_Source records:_
========================================

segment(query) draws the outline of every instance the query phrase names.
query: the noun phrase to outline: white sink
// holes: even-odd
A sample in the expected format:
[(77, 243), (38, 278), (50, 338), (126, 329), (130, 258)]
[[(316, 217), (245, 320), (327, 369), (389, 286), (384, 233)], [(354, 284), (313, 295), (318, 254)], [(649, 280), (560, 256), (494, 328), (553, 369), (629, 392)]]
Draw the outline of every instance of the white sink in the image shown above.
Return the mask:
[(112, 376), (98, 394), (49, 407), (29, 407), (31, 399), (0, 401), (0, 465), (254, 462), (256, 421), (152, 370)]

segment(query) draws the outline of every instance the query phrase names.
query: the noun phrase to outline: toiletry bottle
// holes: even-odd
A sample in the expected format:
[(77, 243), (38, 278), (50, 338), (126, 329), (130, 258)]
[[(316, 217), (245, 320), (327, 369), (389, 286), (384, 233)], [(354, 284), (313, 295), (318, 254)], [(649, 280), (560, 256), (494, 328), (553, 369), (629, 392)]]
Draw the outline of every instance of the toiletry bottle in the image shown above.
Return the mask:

========================================

Copy out all the entries shown above, character for character.

_Task solution:_
segment(query) draws the outline of every instance the query phrase names.
query: the noun phrase to outline: white sink
// holes: even-odd
A sample in the expected format:
[(77, 243), (38, 278), (50, 338), (126, 329), (130, 258)]
[[(316, 217), (245, 320), (327, 369), (389, 286), (384, 233)], [(354, 284), (313, 295), (318, 254)], [(649, 280), (560, 256), (494, 328), (553, 369), (629, 392)]]
Draw the outline of every instance of the white sink in the image shown above.
Return the mask:
[(112, 376), (98, 394), (49, 407), (29, 407), (31, 399), (0, 401), (0, 465), (254, 462), (256, 421), (152, 370)]

segment(query) draws the outline of every instance the query phrase names.
query: the noun phrase to outline: toiletry bottle
// holes: even-odd
A sample in the expected format:
[(77, 243), (38, 278), (50, 338), (126, 329), (130, 258)]
[[(316, 217), (245, 320), (327, 369), (389, 286), (384, 233)], [(354, 284), (313, 295), (318, 254)], [(649, 280), (560, 256), (494, 328), (553, 369), (629, 392)]]
Draw the outline of every instance of the toiletry bottle in the image shown above.
Return the mask:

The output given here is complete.